[Data items]
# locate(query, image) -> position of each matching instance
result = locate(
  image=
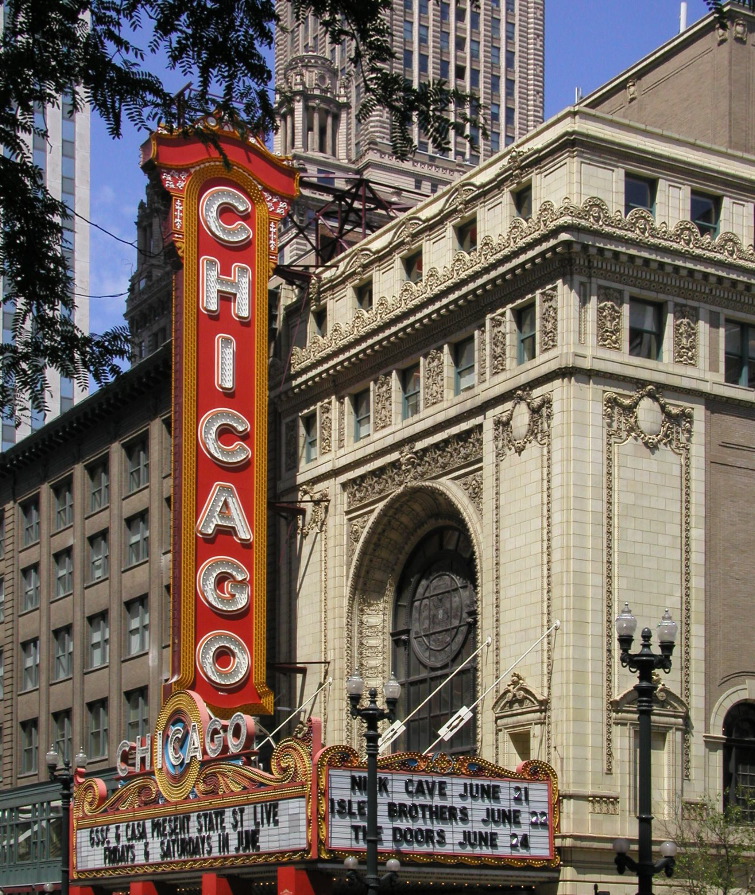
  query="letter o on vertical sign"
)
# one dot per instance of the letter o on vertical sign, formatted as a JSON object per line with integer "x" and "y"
{"x": 223, "y": 659}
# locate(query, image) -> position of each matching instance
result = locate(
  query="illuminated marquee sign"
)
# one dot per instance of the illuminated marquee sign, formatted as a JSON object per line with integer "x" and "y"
{"x": 223, "y": 222}
{"x": 458, "y": 810}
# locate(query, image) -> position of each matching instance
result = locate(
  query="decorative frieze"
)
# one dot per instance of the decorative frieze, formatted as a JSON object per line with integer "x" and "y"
{"x": 415, "y": 465}
{"x": 610, "y": 302}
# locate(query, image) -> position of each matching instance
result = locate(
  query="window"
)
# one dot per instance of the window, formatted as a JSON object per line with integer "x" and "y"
{"x": 410, "y": 392}
{"x": 363, "y": 295}
{"x": 739, "y": 758}
{"x": 30, "y": 664}
{"x": 413, "y": 266}
{"x": 137, "y": 714}
{"x": 98, "y": 557}
{"x": 137, "y": 626}
{"x": 137, "y": 538}
{"x": 523, "y": 201}
{"x": 740, "y": 353}
{"x": 63, "y": 498}
{"x": 466, "y": 235}
{"x": 705, "y": 212}
{"x": 30, "y": 587}
{"x": 137, "y": 457}
{"x": 464, "y": 365}
{"x": 526, "y": 333}
{"x": 29, "y": 745}
{"x": 99, "y": 486}
{"x": 30, "y": 521}
{"x": 639, "y": 192}
{"x": 62, "y": 666}
{"x": 645, "y": 329}
{"x": 362, "y": 416}
{"x": 63, "y": 572}
{"x": 309, "y": 434}
{"x": 433, "y": 635}
{"x": 98, "y": 721}
{"x": 62, "y": 734}
{"x": 99, "y": 639}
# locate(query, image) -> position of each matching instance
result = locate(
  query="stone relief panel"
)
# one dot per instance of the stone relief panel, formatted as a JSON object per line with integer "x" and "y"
{"x": 548, "y": 320}
{"x": 383, "y": 401}
{"x": 498, "y": 344}
{"x": 434, "y": 377}
{"x": 647, "y": 419}
{"x": 610, "y": 311}
{"x": 685, "y": 335}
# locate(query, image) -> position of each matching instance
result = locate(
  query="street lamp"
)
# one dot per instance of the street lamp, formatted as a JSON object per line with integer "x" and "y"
{"x": 66, "y": 779}
{"x": 372, "y": 716}
{"x": 644, "y": 663}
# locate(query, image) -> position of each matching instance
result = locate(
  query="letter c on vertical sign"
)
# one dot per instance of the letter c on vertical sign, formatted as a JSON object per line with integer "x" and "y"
{"x": 209, "y": 211}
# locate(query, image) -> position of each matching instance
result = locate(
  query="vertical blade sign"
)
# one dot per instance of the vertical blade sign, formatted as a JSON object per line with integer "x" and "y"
{"x": 223, "y": 222}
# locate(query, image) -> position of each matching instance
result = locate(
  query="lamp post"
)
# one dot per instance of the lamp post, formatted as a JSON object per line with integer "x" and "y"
{"x": 644, "y": 663}
{"x": 66, "y": 778}
{"x": 372, "y": 715}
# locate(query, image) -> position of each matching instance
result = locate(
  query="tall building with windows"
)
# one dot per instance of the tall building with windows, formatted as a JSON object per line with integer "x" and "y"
{"x": 64, "y": 160}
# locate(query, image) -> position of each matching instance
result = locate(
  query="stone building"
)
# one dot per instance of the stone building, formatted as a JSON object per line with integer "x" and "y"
{"x": 533, "y": 401}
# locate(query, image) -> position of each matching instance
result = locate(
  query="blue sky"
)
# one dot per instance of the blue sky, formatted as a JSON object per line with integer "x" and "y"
{"x": 586, "y": 43}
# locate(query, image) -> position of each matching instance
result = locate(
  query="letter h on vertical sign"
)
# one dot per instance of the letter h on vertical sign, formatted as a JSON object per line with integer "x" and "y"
{"x": 223, "y": 225}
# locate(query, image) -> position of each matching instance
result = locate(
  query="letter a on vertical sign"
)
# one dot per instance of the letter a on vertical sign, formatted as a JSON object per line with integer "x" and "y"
{"x": 223, "y": 222}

What to produce: Leave out the pictures and copy the rest of the material above exactly.

Task response:
# locate(query, image) -> position of each matching instance
result = locate(
  image=
  query="letter o on vertical sign"
)
# one dot per instance of the letter o on vertical sign, formatted as a JSON object per line with integer "x" and "y"
{"x": 223, "y": 659}
# locate(query, image) -> position of each matching instance
result = locate(
  query="illuminated marquee sign"
)
# one dot per instance of the illuminated marquee sign, formatted as a JSON object per line with integer "x" and "y"
{"x": 223, "y": 222}
{"x": 458, "y": 810}
# locate(query, image) -> position of each matching instance
result = locate(
  query="decorative frieze"
)
# one dot per instance of the decorative frieze, formatted as a JSON object per line with integer "x" and "y"
{"x": 415, "y": 465}
{"x": 610, "y": 302}
# locate(query, image) -> position of each matching instance
result = locate(
  query="window"
)
# one dot per instance of the window, formatted as a JSON object per line with integer "x" and "y"
{"x": 410, "y": 392}
{"x": 363, "y": 295}
{"x": 739, "y": 758}
{"x": 30, "y": 664}
{"x": 413, "y": 266}
{"x": 137, "y": 714}
{"x": 98, "y": 557}
{"x": 137, "y": 626}
{"x": 137, "y": 538}
{"x": 523, "y": 201}
{"x": 740, "y": 353}
{"x": 63, "y": 498}
{"x": 466, "y": 235}
{"x": 705, "y": 212}
{"x": 30, "y": 587}
{"x": 137, "y": 457}
{"x": 464, "y": 365}
{"x": 526, "y": 333}
{"x": 29, "y": 745}
{"x": 99, "y": 486}
{"x": 30, "y": 521}
{"x": 639, "y": 192}
{"x": 62, "y": 666}
{"x": 645, "y": 329}
{"x": 362, "y": 416}
{"x": 63, "y": 572}
{"x": 309, "y": 434}
{"x": 433, "y": 635}
{"x": 98, "y": 721}
{"x": 62, "y": 734}
{"x": 99, "y": 639}
# locate(query, image) -> position of each matching instance
result = locate(
  query="stone relief panel"
)
# one dot per instance of the stone relief panel, formatted as a JSON object per line with integer "x" and "y"
{"x": 548, "y": 320}
{"x": 383, "y": 401}
{"x": 498, "y": 344}
{"x": 434, "y": 377}
{"x": 647, "y": 419}
{"x": 610, "y": 311}
{"x": 685, "y": 335}
# locate(query, image) -> position of each matching instance
result = locate(
  query="street lamp"
)
# one dot per instance of the street lamp, formatted as a JSON object per line with integer "x" and "y"
{"x": 66, "y": 779}
{"x": 372, "y": 716}
{"x": 644, "y": 663}
# locate(query, image) -> position of each matching instance
result = locate(
  query="letter c on vertical sign"
)
# one dot per instance of the letter c on vertical sign, formatted as a JSON object per line with integer "x" and "y"
{"x": 209, "y": 211}
# locate(query, image) -> position of each matching instance
result = locate(
  query="vertical blade sign"
)
# one dot per instance of the vertical blade sign, formatted as a JSON object per line with integer "x" and "y"
{"x": 223, "y": 222}
# locate(query, image) -> position of each matching instance
result = locate(
  query="lamp post"
)
# one dot per instance of the lamp post, formatted as a JSON object per line with integer "x" and "y"
{"x": 644, "y": 663}
{"x": 66, "y": 778}
{"x": 372, "y": 715}
# locate(query, image) -> position of each matching instance
result = locate(
  query="tall building with windows"
)
# one dot per instance of the tall building with windows, formatted as a JSON object per line with integer "x" and "y"
{"x": 64, "y": 160}
# locate(query, image) -> position of each matching instance
result = locate(
  query="stone building"
)
# one dot per instance of the stone building, formatted as a JSON object per line with integer "x" and "y"
{"x": 533, "y": 401}
# locate(query, image) -> position of each matching instance
result = locate(
  query="blue sky"
)
# one dot per instance of the blue sky, formatted as a JSON object per line with integer "x" and "y"
{"x": 586, "y": 43}
# locate(query, image) -> position of each matching instance
result = locate(
  query="letter h on vertical sign"
)
# one dot per instance of the letter h on vertical sign, formatted as a JSON object per line with integer "x" and "y"
{"x": 223, "y": 225}
# locate(query, image) -> position of each matching instance
result = locate(
  query="letter a on vertical sign"
)
# one dot per instance of the letter a on vertical sign, formatted as a JSON object per line with integer "x" and "y"
{"x": 223, "y": 222}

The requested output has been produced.